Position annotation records
────────────────────

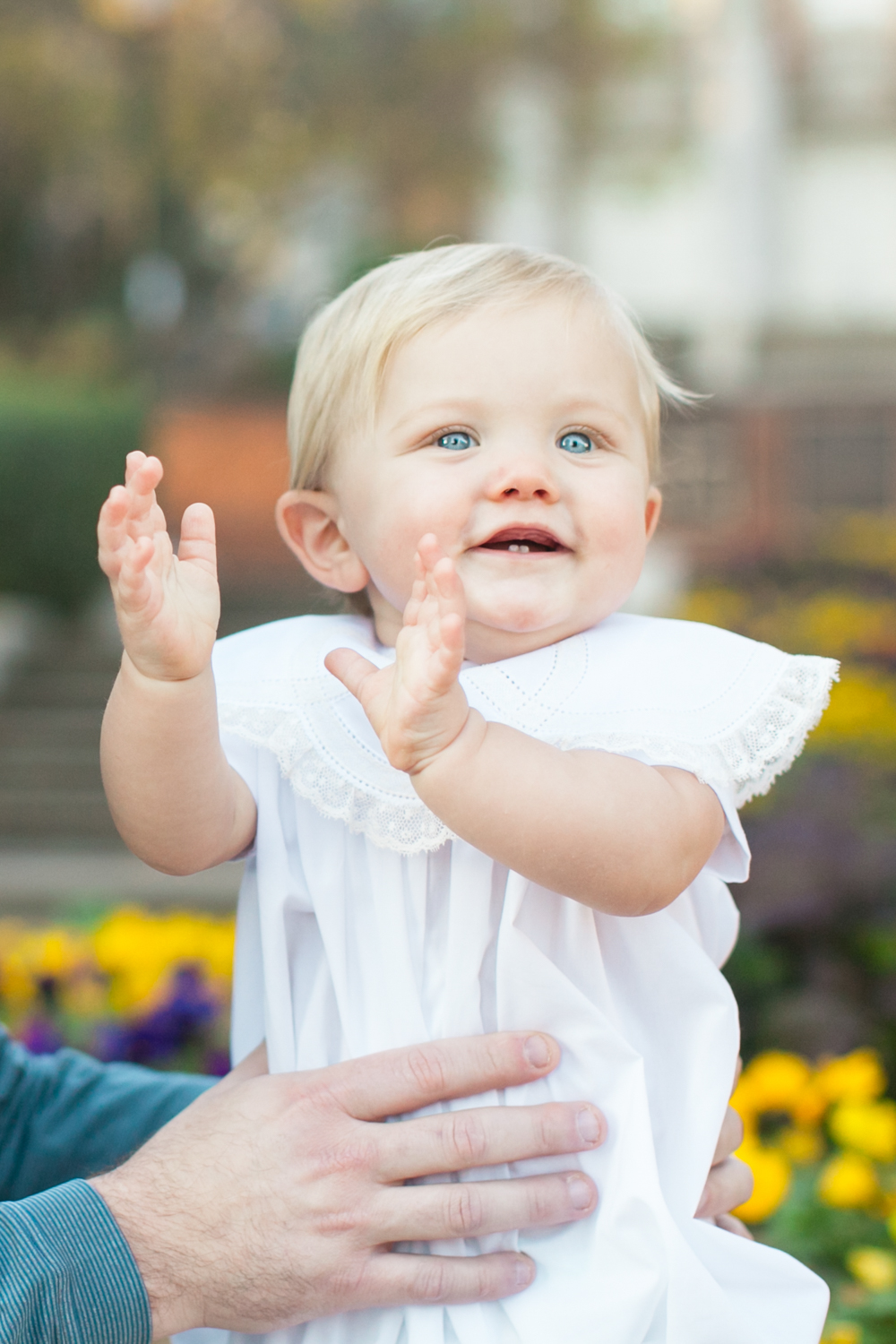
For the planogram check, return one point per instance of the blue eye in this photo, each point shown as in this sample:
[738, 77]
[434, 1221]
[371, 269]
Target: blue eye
[454, 440]
[575, 443]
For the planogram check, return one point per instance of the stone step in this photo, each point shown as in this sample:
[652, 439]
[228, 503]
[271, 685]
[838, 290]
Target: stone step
[56, 812]
[50, 728]
[62, 685]
[73, 769]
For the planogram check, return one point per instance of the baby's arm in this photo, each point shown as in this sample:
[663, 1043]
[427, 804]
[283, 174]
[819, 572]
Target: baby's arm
[177, 801]
[614, 833]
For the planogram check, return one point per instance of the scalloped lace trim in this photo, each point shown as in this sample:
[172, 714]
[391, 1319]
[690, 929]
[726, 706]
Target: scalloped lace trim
[747, 760]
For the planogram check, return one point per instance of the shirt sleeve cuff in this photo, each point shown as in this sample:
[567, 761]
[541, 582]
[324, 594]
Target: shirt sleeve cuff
[67, 1273]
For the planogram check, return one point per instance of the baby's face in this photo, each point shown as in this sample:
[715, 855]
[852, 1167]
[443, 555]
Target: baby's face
[514, 435]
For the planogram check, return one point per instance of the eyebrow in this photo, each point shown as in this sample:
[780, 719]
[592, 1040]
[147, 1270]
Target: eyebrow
[458, 408]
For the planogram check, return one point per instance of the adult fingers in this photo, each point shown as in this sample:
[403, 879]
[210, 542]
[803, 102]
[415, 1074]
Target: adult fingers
[476, 1209]
[485, 1136]
[400, 1279]
[729, 1136]
[398, 1081]
[728, 1185]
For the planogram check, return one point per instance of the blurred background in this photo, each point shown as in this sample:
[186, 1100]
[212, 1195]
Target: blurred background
[183, 182]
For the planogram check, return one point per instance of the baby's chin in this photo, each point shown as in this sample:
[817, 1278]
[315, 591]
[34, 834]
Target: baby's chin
[503, 634]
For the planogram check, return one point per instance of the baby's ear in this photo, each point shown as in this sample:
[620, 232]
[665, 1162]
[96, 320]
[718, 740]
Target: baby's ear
[308, 521]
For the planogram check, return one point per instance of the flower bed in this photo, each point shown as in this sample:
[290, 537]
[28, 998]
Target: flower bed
[131, 986]
[821, 1142]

────────────────────

**STATED GOAL:** Reproduce all of the entries above word for word, leaving out the pictures.

**TASK ANSWER:**
For the planogram check, return one point per instance of the blue eye in this photo, each point shown as in this sample:
[738, 77]
[434, 1221]
[371, 269]
Target: blue eye
[454, 440]
[575, 443]
For the planogram check, return one point per instance of the stone step in this photo, each point shown as in this sample:
[652, 439]
[228, 503]
[271, 685]
[838, 290]
Target: stone step
[56, 812]
[50, 728]
[62, 685]
[73, 769]
For the planogram check, return one point per instance of the baby's arm in this photo, each point shown as in this sample:
[663, 1043]
[427, 804]
[283, 174]
[819, 572]
Target: baby's arm
[177, 801]
[614, 833]
For the planogram check, return one point per instance of the scalloped lace trim in this photo, each point shown as in this sample:
[172, 714]
[391, 1319]
[690, 929]
[726, 706]
Target: scalloped lace trim
[747, 760]
For the planogram check, return one point per instance of the shirt sleeve cuff in this photo, each point shown as in this sample:
[567, 761]
[541, 582]
[324, 594]
Target: shirt sleeve cuff
[67, 1273]
For the planogram check, return one point per instance of the baby's face in this photo, each point shown as in this sample:
[715, 855]
[852, 1167]
[443, 555]
Target: baby's face
[514, 435]
For the planogram check, return one point per instance of the eyebrow in this photo, each point shown as in this sample:
[780, 719]
[592, 1040]
[147, 1270]
Target: eyebrow
[458, 408]
For the planogram check, return one point per instance of the adult fingers in this photo, each point shown as in this sample:
[403, 879]
[210, 542]
[803, 102]
[415, 1074]
Target: adult fingers
[476, 1209]
[485, 1136]
[400, 1279]
[729, 1136]
[398, 1081]
[728, 1185]
For the planogram check, return one point per instance of the blurred background in this photo, each point shown as in this sample:
[186, 1100]
[212, 1195]
Target: blurred background
[183, 182]
For the planogram check, return one point per instance of the baby's chin in this photo, each point shown as in this sample:
[817, 1278]
[315, 591]
[34, 834]
Target: baby's chin
[503, 634]
For the planogram check, return one point per instance of the baby's ear in this photo, each point shown as in this sample:
[620, 232]
[665, 1162]
[96, 320]
[718, 740]
Target: baby's ear
[308, 521]
For the planogram check, return one point per instance of the flower bed in this photo, each point shown as in this sample:
[290, 537]
[28, 998]
Target: flower bed
[131, 986]
[821, 1142]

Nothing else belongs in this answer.